▶ PROBLEM DESCRIPTION: Please transcribe everything in the Hamilton-Jacobi text from "Isolating the partial" down to "variables be used?", character for character.

Since it doesn't depend on time explicitly, then I can express Hamilton's principal function S as
[tex] S = W(x, \alpha) + \alpha t [/tex].
The Hamilton-Jacobi equation is then given by
[tex] \frac{1}{2m} \left( \frac{\partial W}{\partial x} \right)^2 + \frac{a}{\sin^2(x/x_0)} = \alpha [/tex]
The Attempt at a Solution
a.) Obtain an integral solution for Hamilton's characteristic function.
Isolating the partial derivative of the characteristic function W, I get an integral expression
[tex]W = \int \sqrt{2m\alpha - \frac{2ma}{\sin^2(x/x_0)}} dx [/tex].
b.) Under what conditions can action-angle variables be used?
The condition that must be met is [tex] \alpha \geq \frac{a}{\sin^2(x/x_0)}} [/tex].
c.) Assuming these are met, find the frequency of oscillation by the action-angle method. (The integral for J can be evaluated by manipulating the integrand so that the square root appears in the denominator.)
For finding the frequency of oscillation, I'm having a problem with integrating the action variable J:
[tex] J = \int p dx = \int \sqrt{2m\alpha - \frac{2ma}{\sin^2(x/x_0)}} dx [/tex].
I tried to follow the hint, so I got
[tex] J = \int \frac{2m\alpha - \frac{2ma}{\sin^2(x/x_0)}}{\sqrt{2m\alpha - \frac{2ma}{\sin^2(x/x_0)}}} dx [/tex].
Still, I'm stuck. How do I integrate this? Thanks!

▶ RECORDS PROVIDED:
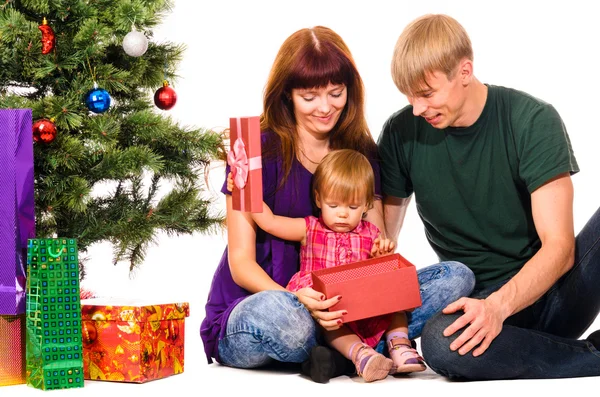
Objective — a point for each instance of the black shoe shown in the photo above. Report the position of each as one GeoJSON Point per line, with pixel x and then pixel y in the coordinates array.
{"type": "Point", "coordinates": [594, 338]}
{"type": "Point", "coordinates": [324, 363]}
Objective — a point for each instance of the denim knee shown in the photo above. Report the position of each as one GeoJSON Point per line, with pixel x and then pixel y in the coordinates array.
{"type": "Point", "coordinates": [461, 280]}
{"type": "Point", "coordinates": [278, 321]}
{"type": "Point", "coordinates": [436, 347]}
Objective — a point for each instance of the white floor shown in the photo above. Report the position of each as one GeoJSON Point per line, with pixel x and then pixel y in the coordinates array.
{"type": "Point", "coordinates": [189, 280]}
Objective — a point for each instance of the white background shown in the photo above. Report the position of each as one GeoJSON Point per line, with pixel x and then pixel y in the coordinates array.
{"type": "Point", "coordinates": [546, 48]}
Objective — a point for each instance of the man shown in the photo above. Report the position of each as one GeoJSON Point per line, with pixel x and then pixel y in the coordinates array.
{"type": "Point", "coordinates": [490, 168]}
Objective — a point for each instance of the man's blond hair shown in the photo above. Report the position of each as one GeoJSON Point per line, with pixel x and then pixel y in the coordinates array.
{"type": "Point", "coordinates": [431, 43]}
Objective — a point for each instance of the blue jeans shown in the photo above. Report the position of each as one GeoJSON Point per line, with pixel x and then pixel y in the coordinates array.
{"type": "Point", "coordinates": [541, 340]}
{"type": "Point", "coordinates": [274, 326]}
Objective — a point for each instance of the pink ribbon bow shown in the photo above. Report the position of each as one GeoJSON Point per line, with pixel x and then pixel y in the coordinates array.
{"type": "Point", "coordinates": [238, 161]}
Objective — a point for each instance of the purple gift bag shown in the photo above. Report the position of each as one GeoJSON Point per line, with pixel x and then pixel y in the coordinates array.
{"type": "Point", "coordinates": [17, 212]}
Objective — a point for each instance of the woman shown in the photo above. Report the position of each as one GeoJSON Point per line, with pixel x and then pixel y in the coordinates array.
{"type": "Point", "coordinates": [313, 103]}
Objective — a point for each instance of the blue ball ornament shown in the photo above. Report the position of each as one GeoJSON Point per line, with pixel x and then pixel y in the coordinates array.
{"type": "Point", "coordinates": [97, 100]}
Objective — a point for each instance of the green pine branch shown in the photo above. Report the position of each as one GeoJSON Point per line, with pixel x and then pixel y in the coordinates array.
{"type": "Point", "coordinates": [122, 176]}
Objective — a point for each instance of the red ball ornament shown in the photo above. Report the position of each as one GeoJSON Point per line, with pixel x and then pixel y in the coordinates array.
{"type": "Point", "coordinates": [44, 131]}
{"type": "Point", "coordinates": [48, 37]}
{"type": "Point", "coordinates": [165, 97]}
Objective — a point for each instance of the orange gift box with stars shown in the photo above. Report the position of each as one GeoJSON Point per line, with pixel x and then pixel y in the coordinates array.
{"type": "Point", "coordinates": [130, 341]}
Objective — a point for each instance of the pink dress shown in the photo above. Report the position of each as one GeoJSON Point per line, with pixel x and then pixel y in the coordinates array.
{"type": "Point", "coordinates": [325, 248]}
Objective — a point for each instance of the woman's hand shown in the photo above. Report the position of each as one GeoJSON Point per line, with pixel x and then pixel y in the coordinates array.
{"type": "Point", "coordinates": [318, 306]}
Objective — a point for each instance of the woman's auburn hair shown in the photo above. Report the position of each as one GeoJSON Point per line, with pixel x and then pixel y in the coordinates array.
{"type": "Point", "coordinates": [309, 58]}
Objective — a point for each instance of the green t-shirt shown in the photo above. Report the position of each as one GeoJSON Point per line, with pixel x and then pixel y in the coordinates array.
{"type": "Point", "coordinates": [472, 185]}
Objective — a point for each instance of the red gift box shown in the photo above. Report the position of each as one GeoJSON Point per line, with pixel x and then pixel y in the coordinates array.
{"type": "Point", "coordinates": [132, 341]}
{"type": "Point", "coordinates": [12, 349]}
{"type": "Point", "coordinates": [372, 287]}
{"type": "Point", "coordinates": [245, 161]}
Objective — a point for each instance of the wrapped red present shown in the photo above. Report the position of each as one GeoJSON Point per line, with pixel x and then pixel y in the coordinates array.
{"type": "Point", "coordinates": [245, 161]}
{"type": "Point", "coordinates": [12, 348]}
{"type": "Point", "coordinates": [132, 341]}
{"type": "Point", "coordinates": [373, 287]}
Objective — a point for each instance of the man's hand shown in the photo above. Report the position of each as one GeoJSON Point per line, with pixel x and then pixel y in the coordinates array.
{"type": "Point", "coordinates": [483, 321]}
{"type": "Point", "coordinates": [382, 246]}
{"type": "Point", "coordinates": [318, 306]}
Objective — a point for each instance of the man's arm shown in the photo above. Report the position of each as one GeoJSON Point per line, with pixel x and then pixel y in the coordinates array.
{"type": "Point", "coordinates": [394, 211]}
{"type": "Point", "coordinates": [552, 209]}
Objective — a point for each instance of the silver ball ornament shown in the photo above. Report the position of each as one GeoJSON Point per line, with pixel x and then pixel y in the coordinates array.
{"type": "Point", "coordinates": [135, 43]}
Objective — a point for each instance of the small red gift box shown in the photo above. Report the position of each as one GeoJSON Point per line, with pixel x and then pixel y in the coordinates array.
{"type": "Point", "coordinates": [372, 287]}
{"type": "Point", "coordinates": [132, 341]}
{"type": "Point", "coordinates": [245, 161]}
{"type": "Point", "coordinates": [12, 349]}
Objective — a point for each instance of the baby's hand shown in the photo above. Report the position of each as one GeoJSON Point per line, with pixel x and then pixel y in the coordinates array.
{"type": "Point", "coordinates": [382, 246]}
{"type": "Point", "coordinates": [230, 182]}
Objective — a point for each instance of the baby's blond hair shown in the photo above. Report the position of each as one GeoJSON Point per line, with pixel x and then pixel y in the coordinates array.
{"type": "Point", "coordinates": [345, 175]}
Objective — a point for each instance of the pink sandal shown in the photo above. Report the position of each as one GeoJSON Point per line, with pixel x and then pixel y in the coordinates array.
{"type": "Point", "coordinates": [406, 359]}
{"type": "Point", "coordinates": [370, 365]}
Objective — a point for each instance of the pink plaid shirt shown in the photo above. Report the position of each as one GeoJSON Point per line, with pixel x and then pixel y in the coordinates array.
{"type": "Point", "coordinates": [325, 248]}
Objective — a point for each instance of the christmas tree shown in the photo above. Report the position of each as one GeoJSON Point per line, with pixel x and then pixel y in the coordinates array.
{"type": "Point", "coordinates": [104, 150]}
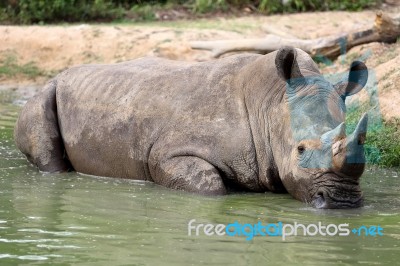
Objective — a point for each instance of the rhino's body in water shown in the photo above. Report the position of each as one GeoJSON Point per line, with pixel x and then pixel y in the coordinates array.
{"type": "Point", "coordinates": [249, 122]}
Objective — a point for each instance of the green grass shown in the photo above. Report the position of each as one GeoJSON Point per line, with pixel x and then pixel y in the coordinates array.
{"type": "Point", "coordinates": [10, 67]}
{"type": "Point", "coordinates": [382, 146]}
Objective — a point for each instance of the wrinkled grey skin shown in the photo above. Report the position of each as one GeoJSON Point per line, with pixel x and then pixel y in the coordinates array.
{"type": "Point", "coordinates": [229, 124]}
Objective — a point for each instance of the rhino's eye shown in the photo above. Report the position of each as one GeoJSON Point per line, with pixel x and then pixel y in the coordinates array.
{"type": "Point", "coordinates": [301, 149]}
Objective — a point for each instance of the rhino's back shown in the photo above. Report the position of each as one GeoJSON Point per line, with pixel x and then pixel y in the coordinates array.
{"type": "Point", "coordinates": [111, 116]}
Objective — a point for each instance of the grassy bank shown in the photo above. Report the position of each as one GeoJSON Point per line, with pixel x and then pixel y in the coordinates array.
{"type": "Point", "coordinates": [50, 11]}
{"type": "Point", "coordinates": [382, 146]}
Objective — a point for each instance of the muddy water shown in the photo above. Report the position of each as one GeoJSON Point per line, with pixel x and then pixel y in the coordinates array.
{"type": "Point", "coordinates": [85, 220]}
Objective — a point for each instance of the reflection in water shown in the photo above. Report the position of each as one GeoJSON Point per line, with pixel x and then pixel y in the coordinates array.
{"type": "Point", "coordinates": [77, 219]}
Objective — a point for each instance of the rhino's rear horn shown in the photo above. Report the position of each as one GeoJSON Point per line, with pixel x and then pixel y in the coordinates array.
{"type": "Point", "coordinates": [286, 63]}
{"type": "Point", "coordinates": [348, 153]}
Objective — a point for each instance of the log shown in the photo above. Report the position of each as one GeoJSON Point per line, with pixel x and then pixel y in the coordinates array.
{"type": "Point", "coordinates": [385, 29]}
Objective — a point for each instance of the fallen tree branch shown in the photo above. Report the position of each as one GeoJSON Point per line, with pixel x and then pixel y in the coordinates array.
{"type": "Point", "coordinates": [385, 29]}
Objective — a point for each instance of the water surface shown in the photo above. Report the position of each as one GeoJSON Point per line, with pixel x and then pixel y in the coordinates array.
{"type": "Point", "coordinates": [84, 220]}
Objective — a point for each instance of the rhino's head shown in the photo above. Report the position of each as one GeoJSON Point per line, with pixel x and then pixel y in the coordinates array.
{"type": "Point", "coordinates": [322, 165]}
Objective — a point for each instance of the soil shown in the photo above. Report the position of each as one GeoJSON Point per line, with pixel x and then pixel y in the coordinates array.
{"type": "Point", "coordinates": [54, 48]}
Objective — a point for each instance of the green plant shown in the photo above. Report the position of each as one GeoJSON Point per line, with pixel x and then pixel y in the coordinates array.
{"type": "Point", "coordinates": [382, 146]}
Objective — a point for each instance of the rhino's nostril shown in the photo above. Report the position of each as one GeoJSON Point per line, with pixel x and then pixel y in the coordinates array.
{"type": "Point", "coordinates": [319, 201]}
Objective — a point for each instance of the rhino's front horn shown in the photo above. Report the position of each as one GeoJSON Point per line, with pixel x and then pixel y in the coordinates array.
{"type": "Point", "coordinates": [348, 154]}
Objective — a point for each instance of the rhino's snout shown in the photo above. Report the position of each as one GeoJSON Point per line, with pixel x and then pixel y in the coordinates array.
{"type": "Point", "coordinates": [325, 199]}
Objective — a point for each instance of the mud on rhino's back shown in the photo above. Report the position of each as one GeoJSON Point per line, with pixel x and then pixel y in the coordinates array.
{"type": "Point", "coordinates": [111, 115]}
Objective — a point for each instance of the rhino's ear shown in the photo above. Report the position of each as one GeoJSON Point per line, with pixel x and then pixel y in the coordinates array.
{"type": "Point", "coordinates": [286, 63]}
{"type": "Point", "coordinates": [358, 77]}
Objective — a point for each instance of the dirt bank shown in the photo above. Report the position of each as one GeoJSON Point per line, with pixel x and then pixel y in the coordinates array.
{"type": "Point", "coordinates": [51, 49]}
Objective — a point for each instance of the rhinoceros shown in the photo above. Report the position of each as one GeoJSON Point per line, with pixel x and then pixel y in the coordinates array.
{"type": "Point", "coordinates": [242, 123]}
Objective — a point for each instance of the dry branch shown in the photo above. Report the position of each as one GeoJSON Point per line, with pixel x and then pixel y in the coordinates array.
{"type": "Point", "coordinates": [385, 29]}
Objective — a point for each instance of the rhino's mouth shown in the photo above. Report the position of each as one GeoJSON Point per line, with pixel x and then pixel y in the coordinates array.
{"type": "Point", "coordinates": [337, 194]}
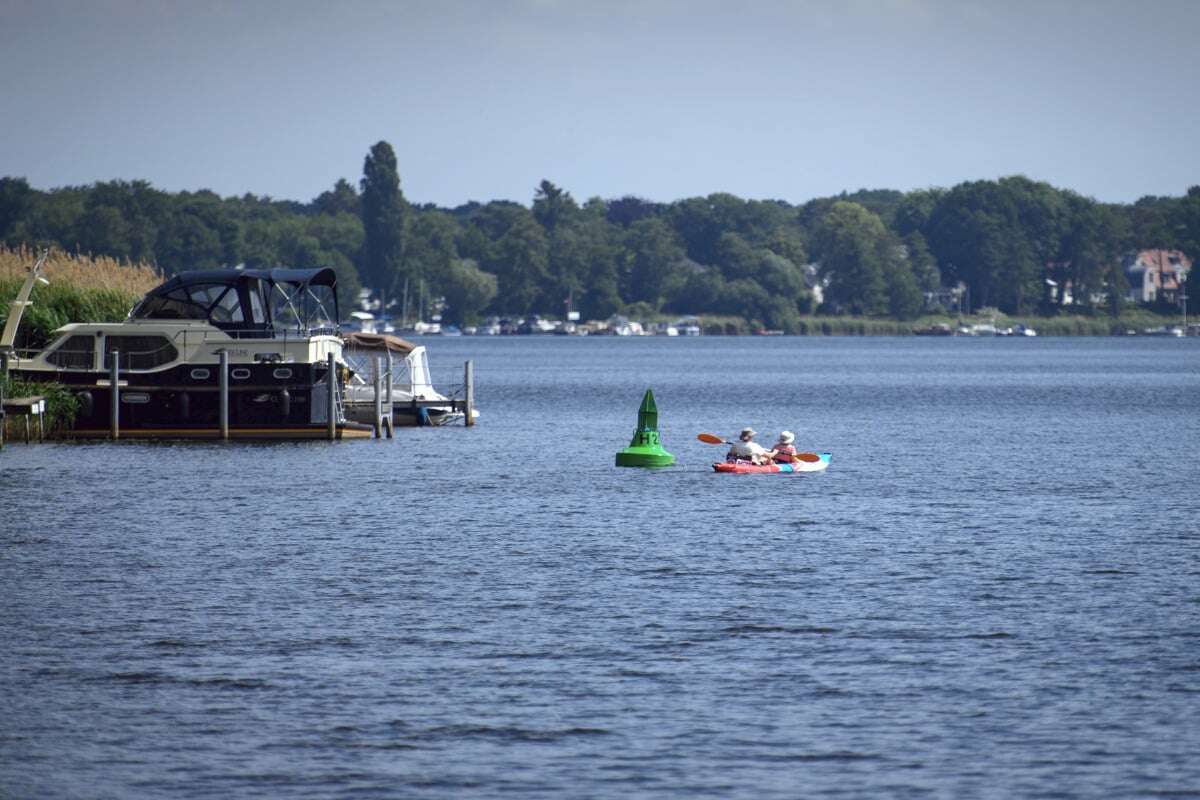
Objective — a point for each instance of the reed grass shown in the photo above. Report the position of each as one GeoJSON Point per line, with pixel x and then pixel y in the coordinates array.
{"type": "Point", "coordinates": [82, 289]}
{"type": "Point", "coordinates": [97, 272]}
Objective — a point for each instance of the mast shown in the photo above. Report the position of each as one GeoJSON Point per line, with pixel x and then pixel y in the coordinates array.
{"type": "Point", "coordinates": [17, 310]}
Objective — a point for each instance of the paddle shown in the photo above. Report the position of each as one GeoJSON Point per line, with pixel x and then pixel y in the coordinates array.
{"type": "Point", "coordinates": [712, 439]}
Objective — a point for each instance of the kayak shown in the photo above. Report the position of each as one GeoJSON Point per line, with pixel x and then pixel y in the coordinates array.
{"type": "Point", "coordinates": [747, 468]}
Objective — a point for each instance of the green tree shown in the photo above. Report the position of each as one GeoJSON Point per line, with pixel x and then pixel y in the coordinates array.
{"type": "Point", "coordinates": [520, 263]}
{"type": "Point", "coordinates": [384, 221]}
{"type": "Point", "coordinates": [467, 290]}
{"type": "Point", "coordinates": [851, 244]}
{"type": "Point", "coordinates": [340, 199]}
{"type": "Point", "coordinates": [654, 259]}
{"type": "Point", "coordinates": [552, 206]}
{"type": "Point", "coordinates": [16, 203]}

▶ EXERCISE RESULT:
Isolating the partial derivative of the characteristic function W, I get an integral expression
[tex]W = \int \sqrt{2m\alpha - \frac{2ma}{\sin^2(x/x_0)}} dx [/tex].
b.) Under what conditions can action-angle variables be used?